→ **Objective**: Convert the entire listing below into a numbered list, omitting blank lines and excluding the pictures.

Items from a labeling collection
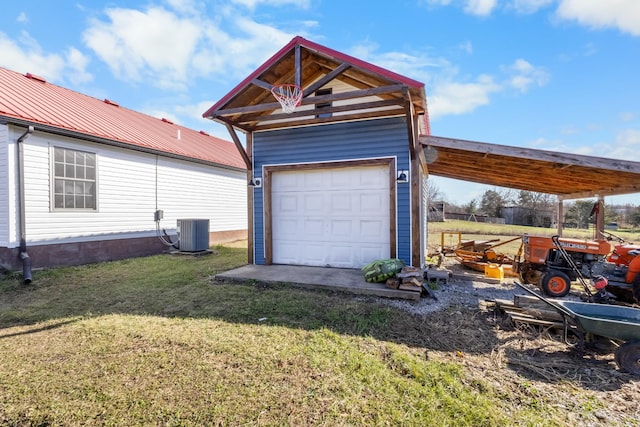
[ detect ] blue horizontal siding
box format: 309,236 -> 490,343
253,117 -> 410,264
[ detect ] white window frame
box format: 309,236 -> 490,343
51,146 -> 98,212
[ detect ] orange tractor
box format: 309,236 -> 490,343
514,234 -> 640,302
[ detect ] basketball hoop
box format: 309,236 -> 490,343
271,84 -> 302,113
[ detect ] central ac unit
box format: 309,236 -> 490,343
176,219 -> 209,252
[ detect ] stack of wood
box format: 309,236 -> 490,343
386,266 -> 424,292
495,295 -> 563,328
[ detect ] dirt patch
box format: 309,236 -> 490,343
382,262 -> 640,426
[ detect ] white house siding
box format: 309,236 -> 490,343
8,131 -> 247,247
0,125 -> 10,246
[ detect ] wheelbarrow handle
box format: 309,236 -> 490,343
513,282 -> 579,324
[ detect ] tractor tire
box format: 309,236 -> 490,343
615,341 -> 640,375
631,273 -> 640,304
540,270 -> 571,298
520,269 -> 542,285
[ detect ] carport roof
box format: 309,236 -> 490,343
420,135 -> 640,200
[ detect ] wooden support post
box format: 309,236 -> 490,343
556,198 -> 564,237
596,196 -> 604,239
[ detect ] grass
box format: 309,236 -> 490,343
0,237 -> 632,426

→ **Answer to this problem**:
1. [ detect ] blue horizontal siding
2. box format: 309,236 -> 490,343
3. 253,117 -> 410,264
4. [ detect ] white window frame
5. box format: 309,236 -> 490,343
6. 51,146 -> 98,212
7. [ detect ] orange tractor
8. box format: 309,236 -> 490,343
9. 514,234 -> 640,302
10. [ detect ] basketball hoop
11. box format: 309,236 -> 490,343
12. 271,84 -> 302,113
13. [ detect ] central ac unit
14. box format: 309,236 -> 490,343
15. 176,219 -> 209,252
16. [ detect ] stack of wood
17. box format: 309,236 -> 490,343
18. 386,266 -> 424,292
19. 495,295 -> 563,328
20. [ detect ] dirt patch
21. box format: 309,236 -> 490,343
22. 382,262 -> 640,426
23. [ detect ] white house siding
24. box format: 309,236 -> 490,343
25. 8,131 -> 247,247
26. 0,125 -> 10,246
27. [ detect ] wheelbarrow handle
28. box format: 309,236 -> 490,343
29. 513,282 -> 579,324
30. [ detect ] tractor tire
31. box format: 309,236 -> 490,343
32. 615,341 -> 640,375
33. 631,273 -> 640,304
34. 540,270 -> 571,298
35. 520,269 -> 542,285
36. [ detect ] carport roof
37. box format: 309,236 -> 490,343
38. 420,135 -> 640,200
39. [ detect ] wooden support post
40. box format: 309,236 -> 490,343
41. 556,198 -> 564,237
42. 596,196 -> 604,239
43. [ detect ] grass
44. box format: 309,236 -> 490,343
45. 0,237 -> 632,426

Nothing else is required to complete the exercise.